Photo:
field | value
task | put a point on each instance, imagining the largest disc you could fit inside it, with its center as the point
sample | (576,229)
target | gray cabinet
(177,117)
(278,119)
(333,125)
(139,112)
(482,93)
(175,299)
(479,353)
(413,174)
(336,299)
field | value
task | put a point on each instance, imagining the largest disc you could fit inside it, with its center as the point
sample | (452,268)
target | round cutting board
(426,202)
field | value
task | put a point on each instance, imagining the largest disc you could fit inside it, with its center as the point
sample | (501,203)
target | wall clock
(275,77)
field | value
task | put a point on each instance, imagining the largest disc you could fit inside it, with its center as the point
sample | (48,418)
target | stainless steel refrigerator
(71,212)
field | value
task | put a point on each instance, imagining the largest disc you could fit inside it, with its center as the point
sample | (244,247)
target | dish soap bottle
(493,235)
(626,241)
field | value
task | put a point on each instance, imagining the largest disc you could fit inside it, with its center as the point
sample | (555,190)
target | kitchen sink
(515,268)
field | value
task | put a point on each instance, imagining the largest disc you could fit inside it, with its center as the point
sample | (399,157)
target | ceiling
++++++++++
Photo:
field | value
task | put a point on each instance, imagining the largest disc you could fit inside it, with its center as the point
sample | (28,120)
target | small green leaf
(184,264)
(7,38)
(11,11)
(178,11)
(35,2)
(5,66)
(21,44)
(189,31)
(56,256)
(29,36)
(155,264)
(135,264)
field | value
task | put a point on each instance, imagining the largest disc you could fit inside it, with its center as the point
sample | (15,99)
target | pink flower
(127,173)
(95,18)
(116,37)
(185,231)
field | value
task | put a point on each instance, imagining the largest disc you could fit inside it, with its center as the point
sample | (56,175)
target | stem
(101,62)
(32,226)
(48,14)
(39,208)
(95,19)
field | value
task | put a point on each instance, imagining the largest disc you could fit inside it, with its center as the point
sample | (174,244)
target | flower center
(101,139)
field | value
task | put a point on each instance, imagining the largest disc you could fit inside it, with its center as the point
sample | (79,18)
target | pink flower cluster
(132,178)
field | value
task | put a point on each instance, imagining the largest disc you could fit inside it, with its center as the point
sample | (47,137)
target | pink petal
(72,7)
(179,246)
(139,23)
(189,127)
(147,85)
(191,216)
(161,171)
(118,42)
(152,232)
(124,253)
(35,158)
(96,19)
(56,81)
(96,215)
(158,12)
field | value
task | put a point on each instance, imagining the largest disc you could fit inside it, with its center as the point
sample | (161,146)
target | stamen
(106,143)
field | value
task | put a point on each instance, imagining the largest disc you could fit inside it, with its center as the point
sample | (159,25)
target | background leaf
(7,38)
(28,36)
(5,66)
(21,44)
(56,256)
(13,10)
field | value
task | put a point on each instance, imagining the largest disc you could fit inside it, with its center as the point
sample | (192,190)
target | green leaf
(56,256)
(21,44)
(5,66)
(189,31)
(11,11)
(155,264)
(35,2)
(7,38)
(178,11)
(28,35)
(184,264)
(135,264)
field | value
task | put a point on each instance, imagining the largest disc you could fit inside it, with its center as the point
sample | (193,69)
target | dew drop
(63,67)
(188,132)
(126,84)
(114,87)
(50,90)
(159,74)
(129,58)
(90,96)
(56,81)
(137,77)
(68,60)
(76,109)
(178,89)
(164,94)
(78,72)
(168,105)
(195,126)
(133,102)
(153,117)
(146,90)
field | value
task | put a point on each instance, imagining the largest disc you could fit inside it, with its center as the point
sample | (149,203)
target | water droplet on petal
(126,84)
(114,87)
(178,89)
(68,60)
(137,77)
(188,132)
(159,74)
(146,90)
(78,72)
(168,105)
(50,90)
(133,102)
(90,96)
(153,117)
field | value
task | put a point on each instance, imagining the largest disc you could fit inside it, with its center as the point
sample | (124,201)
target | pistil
++++++++++
Begin at the line that has "sample | (193,69)" in the entries above; stop after the line that has "target | pistil". Transcribe exactly those lines and no others.

sample | (193,69)
target | dew drop
(63,67)
(188,132)
(126,84)
(114,87)
(50,90)
(159,74)
(129,58)
(90,96)
(56,81)
(137,77)
(68,60)
(76,109)
(178,89)
(164,94)
(78,72)
(168,105)
(195,126)
(133,102)
(153,117)
(146,90)
field | value
task | put a point on each instance, imagining the largest disc you could fit inside it, with its center as the point
sample | (149,203)
target | water droplet on petal
(126,84)
(114,87)
(178,89)
(68,60)
(137,77)
(188,132)
(159,74)
(146,90)
(78,72)
(168,105)
(50,90)
(133,102)
(90,96)
(153,117)
field | value
task | put a point on each instance, imagining the largest disc you could fit inside it, with its center as the point
sample | (124,201)
target | pistil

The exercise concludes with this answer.